Set out the part of the data that opens with the line containing "TARGET = shop window" and closes with the line containing "[(728, 301), (629, 262)]", both lines included, as a Markdown table. Use the columns Row and Text, with Row holding the row number and Text holding the line, and omit any blank lines.

─── MATERIAL PROVIDED

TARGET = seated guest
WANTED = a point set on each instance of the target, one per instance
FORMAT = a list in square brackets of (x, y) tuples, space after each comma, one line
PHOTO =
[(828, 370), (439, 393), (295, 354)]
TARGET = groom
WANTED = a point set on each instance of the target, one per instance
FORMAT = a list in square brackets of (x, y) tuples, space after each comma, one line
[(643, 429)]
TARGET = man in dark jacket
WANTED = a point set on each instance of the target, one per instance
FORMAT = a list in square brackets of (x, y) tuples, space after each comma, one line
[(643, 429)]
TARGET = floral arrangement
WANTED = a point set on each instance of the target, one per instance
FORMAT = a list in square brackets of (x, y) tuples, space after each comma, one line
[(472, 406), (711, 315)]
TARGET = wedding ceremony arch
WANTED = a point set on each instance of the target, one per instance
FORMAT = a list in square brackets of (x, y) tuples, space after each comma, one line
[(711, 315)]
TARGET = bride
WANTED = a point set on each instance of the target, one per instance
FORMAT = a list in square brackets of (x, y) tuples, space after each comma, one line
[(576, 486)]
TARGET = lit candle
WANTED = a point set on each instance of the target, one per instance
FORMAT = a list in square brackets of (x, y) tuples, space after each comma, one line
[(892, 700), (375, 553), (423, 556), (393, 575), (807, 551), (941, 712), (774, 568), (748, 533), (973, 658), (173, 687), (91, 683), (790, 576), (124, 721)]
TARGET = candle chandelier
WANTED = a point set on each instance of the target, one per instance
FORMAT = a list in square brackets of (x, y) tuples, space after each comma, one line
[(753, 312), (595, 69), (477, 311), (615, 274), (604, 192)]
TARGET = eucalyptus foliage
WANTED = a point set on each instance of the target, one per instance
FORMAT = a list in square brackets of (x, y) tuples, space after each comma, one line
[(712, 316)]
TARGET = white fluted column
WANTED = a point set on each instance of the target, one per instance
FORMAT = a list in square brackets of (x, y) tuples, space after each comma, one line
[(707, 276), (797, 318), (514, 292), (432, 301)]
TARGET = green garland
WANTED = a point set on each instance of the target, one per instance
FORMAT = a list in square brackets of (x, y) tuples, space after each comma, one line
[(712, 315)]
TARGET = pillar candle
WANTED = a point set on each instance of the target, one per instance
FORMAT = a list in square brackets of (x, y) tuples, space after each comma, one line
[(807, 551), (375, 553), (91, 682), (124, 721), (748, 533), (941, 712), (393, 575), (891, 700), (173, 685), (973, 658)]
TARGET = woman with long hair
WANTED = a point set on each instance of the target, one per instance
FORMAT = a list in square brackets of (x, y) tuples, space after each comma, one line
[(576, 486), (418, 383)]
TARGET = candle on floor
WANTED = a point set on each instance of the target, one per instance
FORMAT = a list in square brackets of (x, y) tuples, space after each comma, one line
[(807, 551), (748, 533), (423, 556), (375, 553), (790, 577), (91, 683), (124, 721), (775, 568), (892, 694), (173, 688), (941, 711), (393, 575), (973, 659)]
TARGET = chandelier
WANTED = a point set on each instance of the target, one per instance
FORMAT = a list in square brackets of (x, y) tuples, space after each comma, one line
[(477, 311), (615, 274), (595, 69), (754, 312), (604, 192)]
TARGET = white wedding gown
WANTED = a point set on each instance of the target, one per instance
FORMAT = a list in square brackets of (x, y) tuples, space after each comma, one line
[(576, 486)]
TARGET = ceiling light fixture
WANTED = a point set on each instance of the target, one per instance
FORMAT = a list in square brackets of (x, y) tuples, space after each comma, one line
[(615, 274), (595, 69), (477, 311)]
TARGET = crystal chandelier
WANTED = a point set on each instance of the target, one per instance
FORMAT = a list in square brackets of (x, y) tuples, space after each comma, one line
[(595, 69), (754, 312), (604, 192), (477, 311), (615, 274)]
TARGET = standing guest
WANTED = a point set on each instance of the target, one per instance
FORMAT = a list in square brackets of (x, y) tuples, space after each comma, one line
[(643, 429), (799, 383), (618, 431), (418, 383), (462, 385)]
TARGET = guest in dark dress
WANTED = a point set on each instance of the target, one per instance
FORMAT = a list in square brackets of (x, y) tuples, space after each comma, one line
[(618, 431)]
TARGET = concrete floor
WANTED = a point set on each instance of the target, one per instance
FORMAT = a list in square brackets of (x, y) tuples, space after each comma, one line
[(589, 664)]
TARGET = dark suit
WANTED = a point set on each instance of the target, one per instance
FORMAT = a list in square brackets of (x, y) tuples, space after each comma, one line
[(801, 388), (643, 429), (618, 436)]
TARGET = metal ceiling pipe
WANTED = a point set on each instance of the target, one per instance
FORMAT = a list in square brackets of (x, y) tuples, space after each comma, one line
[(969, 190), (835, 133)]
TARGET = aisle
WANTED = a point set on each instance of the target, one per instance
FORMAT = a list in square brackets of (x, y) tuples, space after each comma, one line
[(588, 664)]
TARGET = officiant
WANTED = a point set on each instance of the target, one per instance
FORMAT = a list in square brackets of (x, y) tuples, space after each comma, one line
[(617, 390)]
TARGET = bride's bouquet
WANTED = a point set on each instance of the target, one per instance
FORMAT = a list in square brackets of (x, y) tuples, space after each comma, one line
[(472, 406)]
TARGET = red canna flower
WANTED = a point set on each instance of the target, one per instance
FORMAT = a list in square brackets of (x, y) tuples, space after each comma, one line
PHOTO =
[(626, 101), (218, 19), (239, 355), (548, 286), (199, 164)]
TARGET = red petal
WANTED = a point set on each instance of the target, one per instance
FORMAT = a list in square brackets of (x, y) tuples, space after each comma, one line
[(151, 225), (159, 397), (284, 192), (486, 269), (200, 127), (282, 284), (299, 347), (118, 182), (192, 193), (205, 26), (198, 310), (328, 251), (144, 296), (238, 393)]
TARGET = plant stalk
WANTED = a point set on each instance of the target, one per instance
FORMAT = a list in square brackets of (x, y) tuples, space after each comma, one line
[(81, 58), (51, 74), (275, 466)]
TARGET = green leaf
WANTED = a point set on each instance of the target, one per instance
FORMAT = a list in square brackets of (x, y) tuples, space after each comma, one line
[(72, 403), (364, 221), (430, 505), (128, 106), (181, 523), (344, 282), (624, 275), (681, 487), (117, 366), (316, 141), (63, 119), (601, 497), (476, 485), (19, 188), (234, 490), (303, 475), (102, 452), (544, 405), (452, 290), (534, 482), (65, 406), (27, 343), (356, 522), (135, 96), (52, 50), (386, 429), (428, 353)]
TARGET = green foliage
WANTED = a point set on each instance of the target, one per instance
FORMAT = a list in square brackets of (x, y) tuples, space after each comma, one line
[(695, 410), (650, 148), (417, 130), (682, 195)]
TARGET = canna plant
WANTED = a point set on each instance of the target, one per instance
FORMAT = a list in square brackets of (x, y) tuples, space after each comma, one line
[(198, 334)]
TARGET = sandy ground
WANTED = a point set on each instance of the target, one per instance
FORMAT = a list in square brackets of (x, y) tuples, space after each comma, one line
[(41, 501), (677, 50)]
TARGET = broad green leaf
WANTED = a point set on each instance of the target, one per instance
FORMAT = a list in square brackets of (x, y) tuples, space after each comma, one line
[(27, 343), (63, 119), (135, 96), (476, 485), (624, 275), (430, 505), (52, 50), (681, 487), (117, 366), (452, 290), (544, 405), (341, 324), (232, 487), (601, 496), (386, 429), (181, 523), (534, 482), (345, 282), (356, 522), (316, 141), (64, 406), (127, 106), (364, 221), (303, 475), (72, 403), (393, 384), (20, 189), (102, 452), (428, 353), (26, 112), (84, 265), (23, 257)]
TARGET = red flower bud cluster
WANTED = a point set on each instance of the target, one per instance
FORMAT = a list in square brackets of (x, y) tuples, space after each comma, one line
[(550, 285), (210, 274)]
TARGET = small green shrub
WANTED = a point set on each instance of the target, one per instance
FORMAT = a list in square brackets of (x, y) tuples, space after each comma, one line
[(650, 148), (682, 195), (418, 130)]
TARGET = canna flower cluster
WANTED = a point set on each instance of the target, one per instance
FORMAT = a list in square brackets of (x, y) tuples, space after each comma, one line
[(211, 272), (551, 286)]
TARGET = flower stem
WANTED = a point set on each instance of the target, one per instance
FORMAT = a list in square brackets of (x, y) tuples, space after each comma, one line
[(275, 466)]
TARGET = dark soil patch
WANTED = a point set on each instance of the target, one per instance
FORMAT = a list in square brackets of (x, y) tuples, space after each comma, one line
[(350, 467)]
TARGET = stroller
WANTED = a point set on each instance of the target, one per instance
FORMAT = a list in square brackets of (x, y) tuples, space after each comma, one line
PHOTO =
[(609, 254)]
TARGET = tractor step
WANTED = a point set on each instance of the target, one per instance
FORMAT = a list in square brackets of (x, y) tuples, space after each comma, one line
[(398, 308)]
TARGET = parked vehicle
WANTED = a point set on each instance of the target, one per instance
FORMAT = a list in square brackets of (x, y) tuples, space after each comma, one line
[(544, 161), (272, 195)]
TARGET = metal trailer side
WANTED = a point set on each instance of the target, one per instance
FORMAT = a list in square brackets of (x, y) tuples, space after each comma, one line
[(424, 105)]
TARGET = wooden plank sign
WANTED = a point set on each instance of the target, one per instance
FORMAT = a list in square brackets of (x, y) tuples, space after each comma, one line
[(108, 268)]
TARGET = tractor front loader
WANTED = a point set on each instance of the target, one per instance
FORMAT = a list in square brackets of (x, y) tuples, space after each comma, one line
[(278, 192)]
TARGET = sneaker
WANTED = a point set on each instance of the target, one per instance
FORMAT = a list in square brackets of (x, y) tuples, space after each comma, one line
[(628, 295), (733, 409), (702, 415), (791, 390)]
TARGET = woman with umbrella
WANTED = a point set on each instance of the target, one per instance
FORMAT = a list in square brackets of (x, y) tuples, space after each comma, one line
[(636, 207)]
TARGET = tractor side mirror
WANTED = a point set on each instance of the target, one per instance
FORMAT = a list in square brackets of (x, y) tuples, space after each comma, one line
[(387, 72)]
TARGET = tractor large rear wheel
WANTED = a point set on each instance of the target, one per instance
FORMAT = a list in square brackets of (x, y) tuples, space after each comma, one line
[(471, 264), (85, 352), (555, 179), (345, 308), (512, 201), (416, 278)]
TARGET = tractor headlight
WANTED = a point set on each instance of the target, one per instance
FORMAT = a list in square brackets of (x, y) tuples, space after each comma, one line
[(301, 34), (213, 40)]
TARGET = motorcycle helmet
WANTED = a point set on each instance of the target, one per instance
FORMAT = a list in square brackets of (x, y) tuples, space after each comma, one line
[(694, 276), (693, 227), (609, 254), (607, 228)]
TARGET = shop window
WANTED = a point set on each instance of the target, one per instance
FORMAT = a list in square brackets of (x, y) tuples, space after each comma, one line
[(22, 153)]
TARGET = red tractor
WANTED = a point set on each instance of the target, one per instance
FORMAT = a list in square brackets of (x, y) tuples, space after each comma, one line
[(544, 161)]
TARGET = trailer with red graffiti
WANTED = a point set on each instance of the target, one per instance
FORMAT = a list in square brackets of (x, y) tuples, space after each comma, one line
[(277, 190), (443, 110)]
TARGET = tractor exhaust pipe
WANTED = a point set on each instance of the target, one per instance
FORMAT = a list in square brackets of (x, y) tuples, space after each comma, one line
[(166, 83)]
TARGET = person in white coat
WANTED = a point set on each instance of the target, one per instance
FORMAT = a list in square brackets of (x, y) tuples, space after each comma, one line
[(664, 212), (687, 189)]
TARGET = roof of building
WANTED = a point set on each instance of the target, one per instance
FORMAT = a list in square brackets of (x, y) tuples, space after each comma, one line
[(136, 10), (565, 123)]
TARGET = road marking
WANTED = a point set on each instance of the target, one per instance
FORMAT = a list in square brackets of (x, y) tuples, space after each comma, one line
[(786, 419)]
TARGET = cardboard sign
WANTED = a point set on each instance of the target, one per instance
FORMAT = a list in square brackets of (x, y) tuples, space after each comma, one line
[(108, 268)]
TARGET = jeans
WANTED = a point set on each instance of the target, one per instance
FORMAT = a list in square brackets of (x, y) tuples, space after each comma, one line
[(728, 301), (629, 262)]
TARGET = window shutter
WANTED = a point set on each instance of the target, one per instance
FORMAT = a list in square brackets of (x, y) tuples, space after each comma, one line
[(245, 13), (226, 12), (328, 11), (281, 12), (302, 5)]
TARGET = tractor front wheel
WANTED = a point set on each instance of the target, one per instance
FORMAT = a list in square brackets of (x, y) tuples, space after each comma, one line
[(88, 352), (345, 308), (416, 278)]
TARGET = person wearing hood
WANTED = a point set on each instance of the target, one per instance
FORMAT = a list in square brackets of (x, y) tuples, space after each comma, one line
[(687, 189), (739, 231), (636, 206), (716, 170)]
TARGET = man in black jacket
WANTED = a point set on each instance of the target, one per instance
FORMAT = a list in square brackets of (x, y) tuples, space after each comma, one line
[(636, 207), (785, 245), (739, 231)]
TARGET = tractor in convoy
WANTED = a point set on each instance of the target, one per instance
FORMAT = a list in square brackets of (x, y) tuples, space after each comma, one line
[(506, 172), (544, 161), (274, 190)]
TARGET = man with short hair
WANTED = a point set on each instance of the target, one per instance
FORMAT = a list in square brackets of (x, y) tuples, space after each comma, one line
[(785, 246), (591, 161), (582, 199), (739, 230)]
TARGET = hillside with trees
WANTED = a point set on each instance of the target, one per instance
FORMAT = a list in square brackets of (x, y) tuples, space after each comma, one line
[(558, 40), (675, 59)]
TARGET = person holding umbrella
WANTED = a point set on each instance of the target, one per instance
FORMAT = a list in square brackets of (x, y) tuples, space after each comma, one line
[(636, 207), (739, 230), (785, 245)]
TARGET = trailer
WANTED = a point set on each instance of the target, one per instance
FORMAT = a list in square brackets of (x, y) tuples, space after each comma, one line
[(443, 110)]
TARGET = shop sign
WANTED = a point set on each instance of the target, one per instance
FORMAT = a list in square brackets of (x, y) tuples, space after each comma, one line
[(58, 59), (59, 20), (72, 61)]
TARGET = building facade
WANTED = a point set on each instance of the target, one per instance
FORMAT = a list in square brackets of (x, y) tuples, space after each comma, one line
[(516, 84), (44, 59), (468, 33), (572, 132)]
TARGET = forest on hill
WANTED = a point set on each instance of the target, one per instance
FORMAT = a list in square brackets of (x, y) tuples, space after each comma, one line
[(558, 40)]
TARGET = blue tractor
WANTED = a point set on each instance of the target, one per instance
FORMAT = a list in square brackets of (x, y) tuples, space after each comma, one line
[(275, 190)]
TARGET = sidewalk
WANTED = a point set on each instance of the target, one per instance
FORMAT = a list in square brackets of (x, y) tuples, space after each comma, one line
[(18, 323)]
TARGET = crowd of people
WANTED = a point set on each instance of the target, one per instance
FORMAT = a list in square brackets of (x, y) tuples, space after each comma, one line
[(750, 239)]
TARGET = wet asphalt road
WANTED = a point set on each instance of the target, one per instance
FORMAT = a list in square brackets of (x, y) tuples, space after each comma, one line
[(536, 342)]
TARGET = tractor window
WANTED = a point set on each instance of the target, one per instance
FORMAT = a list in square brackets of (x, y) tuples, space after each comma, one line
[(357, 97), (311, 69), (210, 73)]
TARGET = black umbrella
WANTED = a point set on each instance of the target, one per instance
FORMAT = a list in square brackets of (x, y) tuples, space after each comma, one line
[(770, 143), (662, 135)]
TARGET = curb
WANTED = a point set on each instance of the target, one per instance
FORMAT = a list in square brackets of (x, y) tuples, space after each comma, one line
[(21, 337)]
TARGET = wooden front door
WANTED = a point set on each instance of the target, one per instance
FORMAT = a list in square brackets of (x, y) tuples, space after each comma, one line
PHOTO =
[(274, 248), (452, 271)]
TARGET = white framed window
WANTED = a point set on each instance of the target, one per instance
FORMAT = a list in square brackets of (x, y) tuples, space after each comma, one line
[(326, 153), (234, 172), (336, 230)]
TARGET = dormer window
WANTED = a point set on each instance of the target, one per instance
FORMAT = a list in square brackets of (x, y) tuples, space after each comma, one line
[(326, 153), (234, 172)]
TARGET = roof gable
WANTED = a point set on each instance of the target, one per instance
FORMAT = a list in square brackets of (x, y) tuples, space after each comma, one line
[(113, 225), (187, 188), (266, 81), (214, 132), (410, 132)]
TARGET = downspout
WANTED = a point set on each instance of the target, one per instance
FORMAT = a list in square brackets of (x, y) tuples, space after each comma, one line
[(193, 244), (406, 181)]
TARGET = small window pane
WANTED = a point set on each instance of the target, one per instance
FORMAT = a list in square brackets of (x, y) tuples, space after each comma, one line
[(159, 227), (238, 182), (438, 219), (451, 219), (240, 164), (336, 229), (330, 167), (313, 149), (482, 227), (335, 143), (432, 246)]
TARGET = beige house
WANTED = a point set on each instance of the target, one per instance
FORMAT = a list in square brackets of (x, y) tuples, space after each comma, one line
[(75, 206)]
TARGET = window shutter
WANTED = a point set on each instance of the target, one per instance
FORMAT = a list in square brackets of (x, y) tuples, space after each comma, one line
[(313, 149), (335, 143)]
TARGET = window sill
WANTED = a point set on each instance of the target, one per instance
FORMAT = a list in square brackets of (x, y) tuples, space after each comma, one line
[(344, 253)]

──────

THE RESPONSE:
| Row | Text |
|---|---|
| 1 | TARGET = shop window |
| 2 | WANTED = a point set on each instance of the target, one per instance |
| 3 | FORMAT = a list in square brackets of (x, y) tuples, space after each comma, one line |
| 4 | [(22, 153)] |
| 5 | TARGET = red tractor |
| 6 | WANTED = a point set on each instance of the target, one per instance |
| 7 | FORMAT = a list in square brackets of (x, y) tuples, space after each comma, one line |
| 8 | [(544, 161)] |
| 9 | TARGET = trailer with red graffiti |
| 10 | WANTED = a point set on each instance of the target, one per instance |
| 11 | FORMAT = a list in square brackets of (x, y) tuples, space after each comma, one line |
| 12 | [(277, 190), (443, 110)] |
| 13 | TARGET = tractor exhaust pipe |
| 14 | WANTED = a point set on each instance of the target, one per instance |
| 15 | FORMAT = a list in square brackets of (x, y) tuples, space after each comma, one line |
| 16 | [(166, 83)] |
| 17 | TARGET = person in white coat |
| 18 | WANTED = a point set on each instance of the target, one per instance |
| 19 | FORMAT = a list in square brackets of (x, y) tuples, space after each comma, one line |
| 20 | [(664, 212), (687, 189)] |
| 21 | TARGET = roof of building |
| 22 | WANTED = a point set on each instance of the target, one per instance |
| 23 | FORMAT = a list in square brackets of (x, y) tuples, space after each comma, one line |
| 24 | [(136, 10), (565, 123)] |
| 25 | TARGET = road marking |
| 26 | WANTED = a point set on each instance of the target, one per instance |
| 27 | FORMAT = a list in square brackets of (x, y) tuples, space after each comma, one line |
| 28 | [(786, 419)] |
| 29 | TARGET = cardboard sign |
| 30 | WANTED = a point set on each instance of the target, one per instance |
| 31 | FORMAT = a list in square brackets of (x, y) tuples, space after each comma, one line |
| 32 | [(108, 268)] |
| 33 | TARGET = jeans |
| 34 | WANTED = a point set on each instance of the target, one per instance |
| 35 | FORMAT = a list in square brackets of (x, y) tuples, space after each comma, one line |
| 36 | [(728, 301), (629, 262)] |